Esercizi:
A: Nel testo su Sa Die de sa Sardigna, in quale mese e in quale anno il Consiglio regionale della Sardegna scelse la ricorrenza?
B: Indichi tutti i partiti che, secondo il testo su Sa Die de sa Sardigna, formavano la coalizione di governo guidata dal Presidente della Regione Antonello Cabras.

Testo di lettura:
--*--

Sa die de sa Sardigna

Ingresso in SS di GM Angioydi Tonino Dessì
Oggi 28 aprile 2016, si celebra “Sa Die de sa Sardigna”.
La ricorrenza fu scelta nel settembre del 1993 dal Consiglio regionale della Sardegna (finale dell’XI legislatura, Presidente della Regione on. Antonello Cabras, coalizione di governissimo, un centrosinistrone PDS-PSI-PSDI-PRI-DC -nato a seguito di un compromesso dopo uno scontro campale sulla legislazione urbanistica e sulla pianificazione paesaggistica- Presidente del Consiglio regionale on. Mario Floris, iniziativa legislativa unitaria, ma su impulso PSd’Az, all’opposizione), per istituire una giornata celebrativa della memoria identitaria del Popolo Sardo.
Una decisione che mise un punto fermo su un’annosa discussione, scartando altre ipotesi alternative, la principale delle quali era stata quella della Festa dello Statuto Speciale (legge costituzionale 26 febbraio 1948, n. 3).

--*--

Elenco:
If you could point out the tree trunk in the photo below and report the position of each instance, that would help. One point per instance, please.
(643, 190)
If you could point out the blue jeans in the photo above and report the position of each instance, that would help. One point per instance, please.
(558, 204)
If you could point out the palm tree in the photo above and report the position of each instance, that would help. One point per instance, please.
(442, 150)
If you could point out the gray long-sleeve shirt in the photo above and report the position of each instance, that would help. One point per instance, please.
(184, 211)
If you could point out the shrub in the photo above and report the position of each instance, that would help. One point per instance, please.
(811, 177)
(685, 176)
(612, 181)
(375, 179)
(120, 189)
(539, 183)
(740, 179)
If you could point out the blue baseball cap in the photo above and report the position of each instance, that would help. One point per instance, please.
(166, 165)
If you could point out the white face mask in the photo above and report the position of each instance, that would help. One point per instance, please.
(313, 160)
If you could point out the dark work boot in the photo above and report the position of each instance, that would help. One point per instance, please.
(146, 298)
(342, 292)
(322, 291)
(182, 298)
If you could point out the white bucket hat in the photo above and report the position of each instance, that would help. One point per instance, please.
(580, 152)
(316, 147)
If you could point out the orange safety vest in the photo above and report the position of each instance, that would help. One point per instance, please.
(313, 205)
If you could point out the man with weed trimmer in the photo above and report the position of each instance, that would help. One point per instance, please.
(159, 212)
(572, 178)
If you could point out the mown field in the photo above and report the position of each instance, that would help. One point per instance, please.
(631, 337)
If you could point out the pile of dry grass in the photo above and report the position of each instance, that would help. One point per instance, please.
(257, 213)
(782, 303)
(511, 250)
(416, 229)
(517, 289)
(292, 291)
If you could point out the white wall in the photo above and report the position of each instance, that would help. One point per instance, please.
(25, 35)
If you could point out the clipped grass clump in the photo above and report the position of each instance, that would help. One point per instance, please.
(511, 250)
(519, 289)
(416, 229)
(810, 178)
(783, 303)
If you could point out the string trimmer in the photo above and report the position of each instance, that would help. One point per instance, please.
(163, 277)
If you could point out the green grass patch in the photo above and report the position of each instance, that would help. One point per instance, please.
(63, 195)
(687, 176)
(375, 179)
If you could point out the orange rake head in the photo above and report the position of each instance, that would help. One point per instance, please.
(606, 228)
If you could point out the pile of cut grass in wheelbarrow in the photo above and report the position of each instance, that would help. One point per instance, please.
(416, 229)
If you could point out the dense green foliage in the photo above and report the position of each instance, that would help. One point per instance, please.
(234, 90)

--*--

Risposte scritte:
A: Nel settembre del 1993.

B: PDS, PSI, PSDI, PRI, DC.